--- EXERCISE BRIEF ---
Rewrite the items below with every "one point per instance" changed to "a single point for each instance" and nothing else altered. Leave the pictures out.

####################

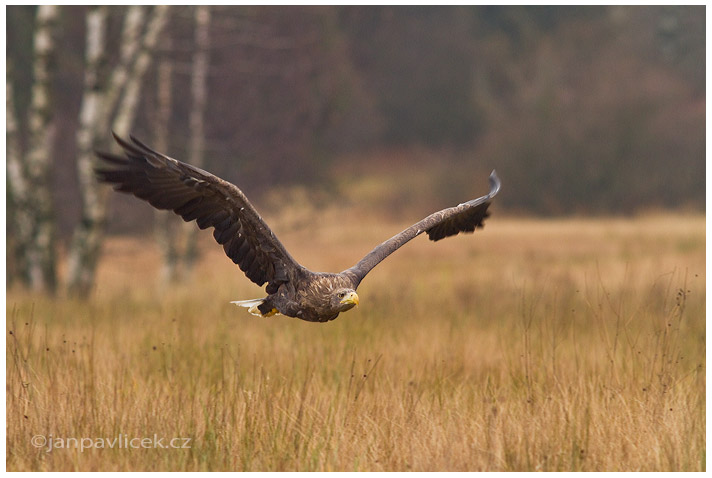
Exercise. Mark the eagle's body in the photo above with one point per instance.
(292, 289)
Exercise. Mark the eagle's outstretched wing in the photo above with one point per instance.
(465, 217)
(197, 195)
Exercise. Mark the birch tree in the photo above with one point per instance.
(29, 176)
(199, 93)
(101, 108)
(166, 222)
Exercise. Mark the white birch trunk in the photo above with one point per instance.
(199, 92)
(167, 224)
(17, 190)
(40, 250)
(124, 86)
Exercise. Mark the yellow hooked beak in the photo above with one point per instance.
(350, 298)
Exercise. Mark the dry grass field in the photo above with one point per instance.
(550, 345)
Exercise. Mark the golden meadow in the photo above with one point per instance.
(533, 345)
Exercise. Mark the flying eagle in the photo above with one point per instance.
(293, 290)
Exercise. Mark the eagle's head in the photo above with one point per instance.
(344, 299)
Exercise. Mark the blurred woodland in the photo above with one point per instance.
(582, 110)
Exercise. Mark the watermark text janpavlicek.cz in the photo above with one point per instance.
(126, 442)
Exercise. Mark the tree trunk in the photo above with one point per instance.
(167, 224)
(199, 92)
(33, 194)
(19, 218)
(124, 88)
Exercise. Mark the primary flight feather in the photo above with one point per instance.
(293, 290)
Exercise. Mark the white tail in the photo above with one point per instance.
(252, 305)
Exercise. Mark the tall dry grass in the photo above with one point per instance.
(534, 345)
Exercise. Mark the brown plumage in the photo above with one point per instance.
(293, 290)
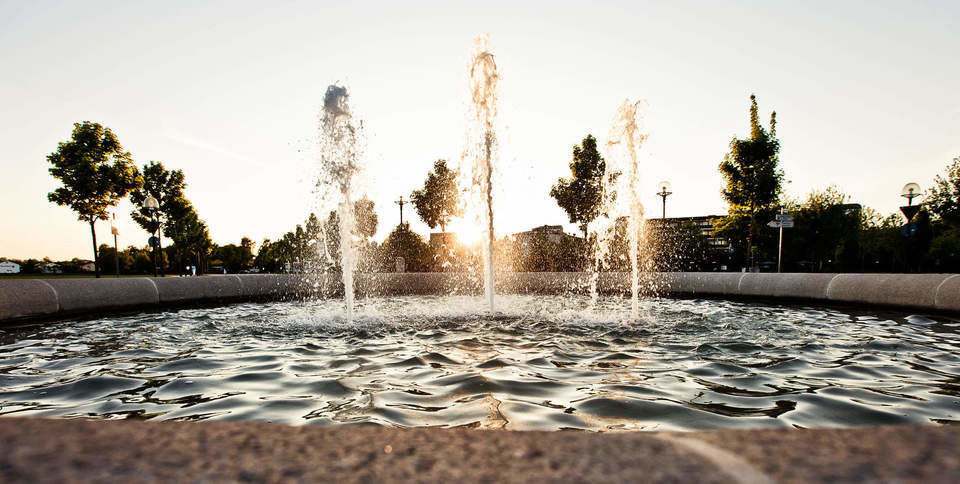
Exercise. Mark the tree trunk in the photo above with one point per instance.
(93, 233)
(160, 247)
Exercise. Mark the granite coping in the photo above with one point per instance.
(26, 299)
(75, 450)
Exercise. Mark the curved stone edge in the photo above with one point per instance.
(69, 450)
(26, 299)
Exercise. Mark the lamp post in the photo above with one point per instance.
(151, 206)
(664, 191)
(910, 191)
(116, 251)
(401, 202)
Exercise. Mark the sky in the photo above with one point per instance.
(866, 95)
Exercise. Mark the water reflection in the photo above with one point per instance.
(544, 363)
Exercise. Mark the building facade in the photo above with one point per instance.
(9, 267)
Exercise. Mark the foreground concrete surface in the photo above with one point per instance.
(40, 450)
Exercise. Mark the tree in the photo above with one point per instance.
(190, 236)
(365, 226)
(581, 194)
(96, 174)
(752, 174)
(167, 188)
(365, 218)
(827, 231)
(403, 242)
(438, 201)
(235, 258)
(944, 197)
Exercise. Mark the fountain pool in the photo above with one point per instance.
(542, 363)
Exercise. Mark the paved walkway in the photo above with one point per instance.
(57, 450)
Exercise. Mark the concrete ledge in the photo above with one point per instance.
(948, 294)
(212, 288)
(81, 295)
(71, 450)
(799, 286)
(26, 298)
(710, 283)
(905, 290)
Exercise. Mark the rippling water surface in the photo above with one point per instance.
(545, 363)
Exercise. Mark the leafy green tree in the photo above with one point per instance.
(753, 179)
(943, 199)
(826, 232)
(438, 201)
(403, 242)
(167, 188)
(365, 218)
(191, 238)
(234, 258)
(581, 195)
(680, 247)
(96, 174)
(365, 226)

####################

--- THE RESPONSE ---
Exercise. Mark the eagle's body in the photo above with a single point for each instance.
(292, 289)
Exercise. Mark the eagle's outstretched wing in the photo above with a single point for each instance.
(465, 217)
(197, 195)
Exercise. Mark the birch tree in the photo above with a single point for each instance.
(29, 176)
(199, 93)
(101, 108)
(166, 222)
Exercise. Mark the white birch trunk in the photo above with a single point for each instance.
(199, 92)
(167, 224)
(17, 190)
(40, 250)
(124, 86)
Exercise. Mark the yellow hooked beak in the photo above with a single point for each instance.
(350, 298)
Exercise. Mark the dry grass field in the photo above with a single point for each instance.
(550, 345)
Exercise. Mark the golden meadow in the photo above with a single point for each instance.
(533, 345)
Exercise. Mark the flying eagle in the photo above with a single point for each instance.
(293, 290)
Exercise. Mark the eagle's head in the photo above with a single point for each instance.
(344, 299)
Exercise. Mark the blurred woodland in the photo above with a single point for each instance.
(582, 110)
Exercise. Mark the watermark text janpavlicek.cz in the photo above with a single point for each instance.
(126, 442)
Exercise. Mark the tree trunk in the photo above with a single point for each instance.
(167, 224)
(199, 92)
(33, 194)
(19, 218)
(124, 88)
Exercise. Mark the primary flight feather in the photo above with a single point for each instance.
(293, 290)
Exercise. Mark the white tail in the photo above with a single point for each instance.
(252, 305)
Exercise. Mark the tall dry grass in the photo above with a single point for each instance.
(534, 345)
Exercise. Mark the brown plumage in the photo above with a single point for each instance.
(293, 290)
Exercise. Mark the tree trunk in the photo above with a single point for each instance.
(93, 233)
(160, 247)
Exercise. Mark the granite coping in the photo above with a single point for each instance.
(26, 299)
(75, 450)
Exercise. Mark the curved stone edge in the photo above with a single point for each instance.
(69, 450)
(26, 299)
Exercise. Mark the lamp post in the photo above with a single point for each instance.
(151, 206)
(664, 191)
(910, 191)
(116, 251)
(401, 202)
Exercise. Mark the sky in the photo above with a single point for each instance.
(866, 95)
Exercise. Mark the water reflection in the photo above with a single point for each instance.
(544, 363)
Exercise. Mark the building facade in the photo above with a single point for each instance.
(9, 267)
Exercise. Mark the foreground concrete surface in the photo above with a single point for each instance.
(40, 450)
Exercise. Mark the tree in the photo above with a single point for each instance.
(190, 236)
(365, 226)
(581, 194)
(96, 174)
(752, 174)
(167, 188)
(365, 218)
(827, 231)
(403, 242)
(438, 201)
(235, 258)
(944, 197)
Exercise. Mark the fountain pool in the photo above with a single point for each instance.
(542, 363)
Exercise. Mark the paved walkway in the photo above with a single point for each instance.
(57, 450)
Exercise. Mark the concrete ledge in the photo above with a single point for each instance.
(948, 294)
(212, 288)
(81, 295)
(71, 450)
(799, 286)
(26, 298)
(710, 283)
(905, 290)
Exercise. Mark the rippling water surface in the photo above with a single point for each instance.
(545, 363)
Exercise. Mark the leafy green tree in the photo above with a single point for each instance.
(753, 179)
(943, 199)
(826, 232)
(438, 201)
(403, 242)
(167, 188)
(365, 218)
(191, 238)
(234, 258)
(581, 195)
(680, 247)
(96, 174)
(365, 226)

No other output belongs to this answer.